-- 本文 --
━━━━━━━━
会社設立前に知っておきたい!助成金・補助金とは?

会社を設立したり、企業が新規の事業を立ち上げたりする際には、多額の費用がかかることも珍しくありません。
自己資金だけでは心許ないと感じる方も少なくないでしょう。自己資金以外の資金調達方法には、融資、助成金、補助金があります。
助成金や補助金は、国や地方公共団体等から受けることができる、原則として返済不要の資金です。助成金や補助金を受けることができると、会社設立当初の売り上げが多くないときにはとても助かります。
この記事では、助成金や補助金をフルに活用して経営を安定させるために知っておきたい知識をお伝えします。
会社設立における助成金と補助金の違い・種類
そもそも助成金と補助金の違いは何でしょう?明確な定義・規定はありませんが、行政から見てやって欲しいことをしてくれた企業には報奨金のようなかたちで助成金を支給し、取り組みを援助します。
厚生労働省の助成金と経済産業省補助金は支給の目的が異なります。
以下のように覚えておくと、どちらに申請をすれば良いか迷わないでしょう。
- 雇用・労働関係は厚生労働省の助成金
- 経済発展関係は経済産業省の補助金
なお、各地方自治体の場合には、それぞれどちらかの名称で統一しているようです。
以下、助成金と補助金の違いおよび種類を簡単にまとめてみました。
助成金 | 補助金 | その他の助成金・補助金 | ||
管轄 | 厚生労働省 | 経済産業省 | 地方自治体 | 民間団体・企業 |
目的 |
雇用促進 雇用維持 |
研究開発 地域振興 中小企業の振興等 経済や産業の発展に関するもの |
それぞれの地域の活性化 | 社会公益 |
性質 | 報奨金 | 費用補助 | 千差万別 | 革新的アイデア等 |
財源 | 雇用保険の一部 | 予算の範囲内 | ||
受給 | 要件を満たしていればほぼ貰える | 審査で認められた企業のみ貰える | 競争倍率がかなり高く、難関 | |
金額 | 比較的少額 | 高額なこともある | 比較的高額 | |
時期 | 基本的にいつでも申請可能 | 応募期間が短いことが多い |
会社設立に関する助成金・補助金にはどのようなものがあるのでしょうか?
━━━━━━━━
-- 課題 --
助成金・補助金についての上の文章と、次の(a)〜(c)が合っているか答えてください。それぞれ「はい」か「いいえ」で答え、決め手になる文章の言葉を一字も変えずに引用してください。
(a) 助成金や補助金は、原則として返さなくてよいお金だ。
(b) 助成金と補助金の違いには、はっきりした定義がある。
(c) 経済発展関係は、厚生労働省の助成金にあたる。

ラベル付きの点の記録:
━━━━━━━━
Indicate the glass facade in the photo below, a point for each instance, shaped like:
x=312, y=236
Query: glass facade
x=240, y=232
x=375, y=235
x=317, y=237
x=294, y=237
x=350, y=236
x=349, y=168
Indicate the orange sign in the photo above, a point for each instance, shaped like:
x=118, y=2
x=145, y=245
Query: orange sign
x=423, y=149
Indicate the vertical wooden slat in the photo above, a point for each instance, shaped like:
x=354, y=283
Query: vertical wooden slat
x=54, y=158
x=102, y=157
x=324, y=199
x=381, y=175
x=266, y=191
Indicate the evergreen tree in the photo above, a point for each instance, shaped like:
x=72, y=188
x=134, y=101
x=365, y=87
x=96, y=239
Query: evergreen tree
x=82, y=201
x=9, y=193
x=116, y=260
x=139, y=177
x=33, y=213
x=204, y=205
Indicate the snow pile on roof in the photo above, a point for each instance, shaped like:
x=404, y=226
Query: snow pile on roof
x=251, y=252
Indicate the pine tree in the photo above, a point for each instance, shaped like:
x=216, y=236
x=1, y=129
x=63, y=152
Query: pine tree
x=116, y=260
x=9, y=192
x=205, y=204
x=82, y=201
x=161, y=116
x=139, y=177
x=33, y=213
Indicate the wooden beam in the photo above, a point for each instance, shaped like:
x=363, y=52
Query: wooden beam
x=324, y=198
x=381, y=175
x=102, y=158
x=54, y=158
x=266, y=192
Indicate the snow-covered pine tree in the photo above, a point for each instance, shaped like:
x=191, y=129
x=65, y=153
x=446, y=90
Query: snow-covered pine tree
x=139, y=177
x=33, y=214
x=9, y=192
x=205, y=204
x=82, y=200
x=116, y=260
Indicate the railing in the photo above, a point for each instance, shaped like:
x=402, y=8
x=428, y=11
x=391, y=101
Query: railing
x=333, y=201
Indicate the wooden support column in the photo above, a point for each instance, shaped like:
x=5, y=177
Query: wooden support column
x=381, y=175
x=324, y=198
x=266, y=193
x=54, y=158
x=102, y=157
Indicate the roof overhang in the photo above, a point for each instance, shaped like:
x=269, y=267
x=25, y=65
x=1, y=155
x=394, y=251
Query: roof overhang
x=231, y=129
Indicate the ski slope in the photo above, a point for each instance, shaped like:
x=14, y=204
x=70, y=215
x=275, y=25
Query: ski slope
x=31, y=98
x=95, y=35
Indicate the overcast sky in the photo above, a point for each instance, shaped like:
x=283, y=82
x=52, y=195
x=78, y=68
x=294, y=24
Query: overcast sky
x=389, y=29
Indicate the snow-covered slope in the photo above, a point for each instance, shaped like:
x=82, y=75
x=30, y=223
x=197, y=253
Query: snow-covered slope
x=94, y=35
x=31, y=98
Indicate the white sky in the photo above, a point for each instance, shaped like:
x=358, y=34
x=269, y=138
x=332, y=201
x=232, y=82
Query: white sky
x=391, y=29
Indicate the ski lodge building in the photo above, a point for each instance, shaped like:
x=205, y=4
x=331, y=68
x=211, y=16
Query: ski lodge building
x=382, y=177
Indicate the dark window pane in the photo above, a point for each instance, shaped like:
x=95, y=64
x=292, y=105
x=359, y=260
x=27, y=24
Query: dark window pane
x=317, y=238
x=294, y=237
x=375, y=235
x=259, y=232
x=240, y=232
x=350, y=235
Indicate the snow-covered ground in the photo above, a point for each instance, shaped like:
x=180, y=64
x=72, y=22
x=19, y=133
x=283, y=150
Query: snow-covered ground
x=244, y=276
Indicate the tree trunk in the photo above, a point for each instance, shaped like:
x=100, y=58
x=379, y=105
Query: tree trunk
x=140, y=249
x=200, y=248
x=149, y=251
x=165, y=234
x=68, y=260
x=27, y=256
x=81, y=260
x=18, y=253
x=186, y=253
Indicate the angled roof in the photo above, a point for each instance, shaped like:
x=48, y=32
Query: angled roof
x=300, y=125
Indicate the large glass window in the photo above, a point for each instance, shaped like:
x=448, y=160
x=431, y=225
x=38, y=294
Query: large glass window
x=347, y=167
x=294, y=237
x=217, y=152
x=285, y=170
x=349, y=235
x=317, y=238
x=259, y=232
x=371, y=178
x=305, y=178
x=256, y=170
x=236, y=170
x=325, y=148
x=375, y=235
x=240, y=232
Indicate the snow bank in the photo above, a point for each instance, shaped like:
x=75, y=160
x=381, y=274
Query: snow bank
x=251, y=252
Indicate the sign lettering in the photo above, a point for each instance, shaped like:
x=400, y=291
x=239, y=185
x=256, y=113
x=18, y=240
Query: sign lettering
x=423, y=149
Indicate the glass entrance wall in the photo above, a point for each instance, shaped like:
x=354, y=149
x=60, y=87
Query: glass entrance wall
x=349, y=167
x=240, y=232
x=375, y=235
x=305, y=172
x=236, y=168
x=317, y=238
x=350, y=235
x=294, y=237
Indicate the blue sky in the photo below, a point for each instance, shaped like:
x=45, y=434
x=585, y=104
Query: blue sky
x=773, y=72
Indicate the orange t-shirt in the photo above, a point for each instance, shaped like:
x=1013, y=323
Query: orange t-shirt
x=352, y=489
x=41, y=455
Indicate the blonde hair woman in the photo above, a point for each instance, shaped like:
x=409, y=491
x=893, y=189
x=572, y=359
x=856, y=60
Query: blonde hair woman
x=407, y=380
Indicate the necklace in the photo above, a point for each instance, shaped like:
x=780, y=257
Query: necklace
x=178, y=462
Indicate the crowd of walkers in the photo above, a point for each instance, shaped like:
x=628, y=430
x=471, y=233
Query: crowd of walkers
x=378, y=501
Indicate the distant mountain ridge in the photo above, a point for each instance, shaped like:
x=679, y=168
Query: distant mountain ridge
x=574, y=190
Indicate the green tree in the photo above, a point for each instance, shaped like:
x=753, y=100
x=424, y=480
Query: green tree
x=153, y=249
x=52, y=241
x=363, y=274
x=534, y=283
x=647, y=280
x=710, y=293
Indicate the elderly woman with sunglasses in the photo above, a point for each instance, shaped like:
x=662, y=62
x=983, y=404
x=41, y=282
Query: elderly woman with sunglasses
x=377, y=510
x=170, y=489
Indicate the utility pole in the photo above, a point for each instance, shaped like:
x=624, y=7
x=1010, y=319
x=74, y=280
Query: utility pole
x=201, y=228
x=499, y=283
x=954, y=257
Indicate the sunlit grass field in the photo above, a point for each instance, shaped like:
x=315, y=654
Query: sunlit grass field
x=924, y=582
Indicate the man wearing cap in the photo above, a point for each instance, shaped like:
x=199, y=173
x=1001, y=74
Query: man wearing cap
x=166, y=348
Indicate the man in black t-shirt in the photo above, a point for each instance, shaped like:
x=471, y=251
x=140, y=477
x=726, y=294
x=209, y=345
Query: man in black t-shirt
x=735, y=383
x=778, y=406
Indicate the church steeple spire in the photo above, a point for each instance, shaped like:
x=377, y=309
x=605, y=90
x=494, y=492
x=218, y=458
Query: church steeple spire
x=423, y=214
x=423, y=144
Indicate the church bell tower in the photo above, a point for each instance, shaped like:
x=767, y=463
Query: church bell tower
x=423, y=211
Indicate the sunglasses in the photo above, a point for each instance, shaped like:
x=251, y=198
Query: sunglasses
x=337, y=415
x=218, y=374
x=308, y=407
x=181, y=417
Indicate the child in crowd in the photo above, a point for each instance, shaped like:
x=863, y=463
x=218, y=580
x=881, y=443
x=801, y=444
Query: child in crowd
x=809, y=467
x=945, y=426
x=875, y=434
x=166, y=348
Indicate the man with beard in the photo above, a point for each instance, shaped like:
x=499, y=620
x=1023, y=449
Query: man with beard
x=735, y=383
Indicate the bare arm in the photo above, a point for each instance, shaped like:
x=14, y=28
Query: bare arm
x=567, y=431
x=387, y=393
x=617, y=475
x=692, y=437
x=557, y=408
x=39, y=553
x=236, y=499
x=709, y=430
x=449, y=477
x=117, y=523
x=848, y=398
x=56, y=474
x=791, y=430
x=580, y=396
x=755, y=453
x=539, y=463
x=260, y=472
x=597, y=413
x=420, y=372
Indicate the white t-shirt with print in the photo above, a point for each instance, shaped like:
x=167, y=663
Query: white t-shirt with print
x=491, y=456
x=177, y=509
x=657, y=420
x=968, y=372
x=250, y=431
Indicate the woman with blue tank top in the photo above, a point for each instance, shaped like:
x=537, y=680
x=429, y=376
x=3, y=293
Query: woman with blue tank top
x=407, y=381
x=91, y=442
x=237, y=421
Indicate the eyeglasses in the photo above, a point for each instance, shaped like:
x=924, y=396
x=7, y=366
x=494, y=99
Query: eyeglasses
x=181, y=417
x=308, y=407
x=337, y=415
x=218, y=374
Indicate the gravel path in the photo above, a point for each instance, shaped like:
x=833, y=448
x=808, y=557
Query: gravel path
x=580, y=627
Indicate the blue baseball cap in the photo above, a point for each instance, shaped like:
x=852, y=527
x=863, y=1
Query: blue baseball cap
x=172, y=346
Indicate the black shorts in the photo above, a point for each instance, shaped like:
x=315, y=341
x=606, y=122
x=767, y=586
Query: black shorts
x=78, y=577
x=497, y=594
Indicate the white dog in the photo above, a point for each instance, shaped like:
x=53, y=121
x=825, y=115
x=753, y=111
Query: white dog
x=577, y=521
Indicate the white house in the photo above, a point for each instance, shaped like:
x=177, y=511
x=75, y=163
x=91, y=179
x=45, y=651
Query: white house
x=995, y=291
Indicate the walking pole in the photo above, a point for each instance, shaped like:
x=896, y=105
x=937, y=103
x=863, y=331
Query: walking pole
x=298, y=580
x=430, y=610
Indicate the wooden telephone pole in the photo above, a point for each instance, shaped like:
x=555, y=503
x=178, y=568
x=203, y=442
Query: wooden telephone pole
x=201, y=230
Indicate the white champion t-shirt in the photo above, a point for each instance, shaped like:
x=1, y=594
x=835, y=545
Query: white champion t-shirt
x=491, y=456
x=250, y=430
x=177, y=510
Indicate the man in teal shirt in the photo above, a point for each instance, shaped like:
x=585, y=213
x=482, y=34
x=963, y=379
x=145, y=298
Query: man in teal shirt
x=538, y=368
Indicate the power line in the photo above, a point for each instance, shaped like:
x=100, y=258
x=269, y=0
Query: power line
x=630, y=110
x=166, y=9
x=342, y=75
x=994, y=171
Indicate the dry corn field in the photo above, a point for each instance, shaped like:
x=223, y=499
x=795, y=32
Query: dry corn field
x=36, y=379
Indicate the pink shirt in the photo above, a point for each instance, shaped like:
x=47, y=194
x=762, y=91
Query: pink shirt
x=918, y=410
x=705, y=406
━━━━━━━━
-- 解答 --
(a) はい。「原則として返済不要の資金です」
(b) いいえ。「明確な定義・規定はありませんが」
(c) いいえ。「経済発展関係は経済産業省の補助金」